Exercise requirements
**a.** According to the text below on ranking citations by section similarity, why did the ranking based on literature review sections score lower than the full-content ranking? Answer in one to three sentences.
**b.** Please continue the text below on ranking citations by section similarity, starting after its last sentence.

>> start Extracted text

Figure 3: (a) Introduction vs. full content top 3 (b) Introduction vs. full content top 5

The fourth ranking was produced by examining the content of the literature review sections of the cited and citing paper pairs. The cumulative F-measures for the literature section similarity-based ranking were 0.59 for the top 3 documents and 0.62 for the top 5 documents, respectively. Recall that the cumulative F-measures for the full-content similarity-based ranking were 0.63 and 0.65, respectively. The results are shown in Figs. 4a and 4b. This result clearly shows that full-content similarity-based ranking outperforms literature-section similarity-based ranking. This is because the literature review section contains very generic terms to explain others’ work. Every author has a unique way of writing the literature review section by explaining existing approaches in the respective research areas and critical analyzing the literature. Therefore, the literature review section is not significant for identifying contextual similarities between cited and citing pairs.


Figure 4: (a) Literature vs. full content top 3 (b) Literature vs. full content top 5

The fifth ranking was achieved by examining the content of the methodology sections of both cited and citing papers. The cumulative F-measures for the methodology-section similarity-based ranking were 0.72 for the top 3 and 0.66 for the top 5 documents, respectively. Recall that the cumulative F-measures for the full-content similarity-based ranking were 0.63 and 0.65, respectively. The results are represented in Figs. 5a and 5b. This results clearly show that methodology-section similarity-based ranking outperforms full-content similarity-based ranking. The results demonstrate the expressive power of the cited paper’s methodology section to identify important citations from the list of citing papers. The methodology section presents the study conceptualization of both papers, which involves the use of similar domain-related terms. Nevertheless, while the results for the methodology section were good, the results for the abstract were even better.


Figure 5: (a) Methodology vs. full content top 3 (b) Methodology vs. full content top 5

The sixth and final ranking proposed in this research is depicted in Figs. 6a and 6b. This ranking was achieved by comparing the content of the results sections of both papers. The cumulative F-measures for the results-section similarity-based ranking were 0.64 for the top 3 and 0.63 for the top 5 documents, respectively.

>> end Extracted text
>> start Data records

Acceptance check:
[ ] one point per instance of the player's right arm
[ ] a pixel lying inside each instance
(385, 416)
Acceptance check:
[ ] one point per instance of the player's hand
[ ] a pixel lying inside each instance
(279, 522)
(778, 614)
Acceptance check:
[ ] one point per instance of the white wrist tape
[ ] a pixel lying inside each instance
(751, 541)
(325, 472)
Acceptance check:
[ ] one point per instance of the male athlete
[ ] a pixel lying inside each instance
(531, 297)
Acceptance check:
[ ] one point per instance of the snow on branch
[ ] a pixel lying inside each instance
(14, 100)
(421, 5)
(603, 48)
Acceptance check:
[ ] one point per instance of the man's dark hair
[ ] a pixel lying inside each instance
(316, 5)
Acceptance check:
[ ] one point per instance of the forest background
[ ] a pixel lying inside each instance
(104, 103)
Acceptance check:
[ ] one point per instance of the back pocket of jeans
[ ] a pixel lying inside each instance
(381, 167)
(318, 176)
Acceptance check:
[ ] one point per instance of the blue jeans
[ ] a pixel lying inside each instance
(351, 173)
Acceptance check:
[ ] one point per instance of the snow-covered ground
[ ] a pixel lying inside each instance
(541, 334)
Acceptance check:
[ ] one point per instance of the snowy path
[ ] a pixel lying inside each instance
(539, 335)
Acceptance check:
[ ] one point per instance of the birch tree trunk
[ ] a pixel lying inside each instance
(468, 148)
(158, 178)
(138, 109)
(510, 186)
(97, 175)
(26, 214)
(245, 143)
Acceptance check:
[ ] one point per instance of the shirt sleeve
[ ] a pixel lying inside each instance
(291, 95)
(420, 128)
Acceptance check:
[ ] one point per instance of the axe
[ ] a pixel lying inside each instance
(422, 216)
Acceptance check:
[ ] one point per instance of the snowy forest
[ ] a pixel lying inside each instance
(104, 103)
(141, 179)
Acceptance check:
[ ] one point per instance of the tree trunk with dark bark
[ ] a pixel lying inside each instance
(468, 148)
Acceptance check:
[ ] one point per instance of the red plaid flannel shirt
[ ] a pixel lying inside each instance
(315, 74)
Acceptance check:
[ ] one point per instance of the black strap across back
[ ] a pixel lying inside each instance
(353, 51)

>> end Data records

Results
**a.** The literature review section uses very generic terms to describe other researchers' work. Each author also writes it in their own way, explaining existing approaches and critically analyzing the literature. For these reasons, the section does little to reveal contextual similarities between cited and citing papers.

**b.**
Figure 6: (a) Results vs. full content top 3 (b) Results vs. full content top 5

Recall that the cumulative F-measures for the full-content similarity-based ranking were 0.63 and 0.65, respectively. This result clearly shows that results-section similarity-based ranking and full-content similarity-based ranking are approximately equal. The results section is also an important section of a research paper, as it reports the important findings of both cited and citing papers. The results section similarity was found to be significant when: (1) both papers address the same topic and use a common vocabulary of terms for the specific domain, (2) both papers use the same dataset, (3) both papers apply similar evaluation metrics, and (4) both papers compare their results with the same/similar research papers.

This section has reported the results of the six proposed rankings. The full-content-based ranking was adapted from the domain of identifying relevant research papers [30,37]. Furthermore, this research proposed the novel approach of section-based similarity. Five further rankings could be calculated when applying this proposed approach. The content of the five major sections of research papers, namely abstract, introduction, literature review, methodology, and results, were systematically compared. The results indicate that examining content alone makes it possible to identify important citations for the cited paper from the list of citing papers. Furthermore, the abstract, methodology, and results sections achieved similar or better results compared to the full content of research papers. Specifically, the abstract section outperformed the full content of research papers. Therefore, we conclude that papers’ abstracts should be used to compute content-based similarity for two reasons: (1) better performance compared to the full-content approach, and (2) abstracts are normally freely available.

Figs. 26 present the results of the five proposed rankings based on comparing individual paper sections. Fig. 7 compares the results of six proposed ranking approaches. The complete content achieved the highest precision of 0.68; however, the abstract alone achieved a very close precision score of 0.66. Furthermore, the abstract alone was able to achieve a very high recall value of 0.94, second only to the methodology section. Due to this high recall, the abstract outperformed all other approaches in terms of F-measures. Therefore, out of the five proposed section-wise rankings, the abstract section was selected to be compared to existing state-of-the-art approaches in the following sections.


Figure 7: Comparison of the six proposed rankings

4.2 Comparison to State-of-the-Art Approaches

The previous section proposed six new rankings for identifying important citations for cited papers from the list of citing papers. Comparing abstracts was identified as the best ranking technique based on a critical analysis of the results for all six rankings. This section, in turn, compares the results of the best proposed ranking to the best parameter rankings achieved by current state-of-the-art approaches. Comparisons of precision and recall are depicted in Figs. 8 and 9, respectively.


Figure 8: Comparing the precision of the proposed approaches with state-of-the-art rankings


Figure 9: Comparing the recall of the proposed approaches with state-of-the-art rankings

The proposed approach was compared to the following state-of-the-art approaches. The first approach was presented by Valenzuela et al. [16], who conducted the pioneering work in this area and have made their dataset freely available online. This is the same dataset used by the proposed approach and the other approaches represented in Figs. 7 and 8. Valenzuela et al. [16] tested 12 features as identifiers of important citations for the cited papers, with the in-text citation-based feature producing the best results.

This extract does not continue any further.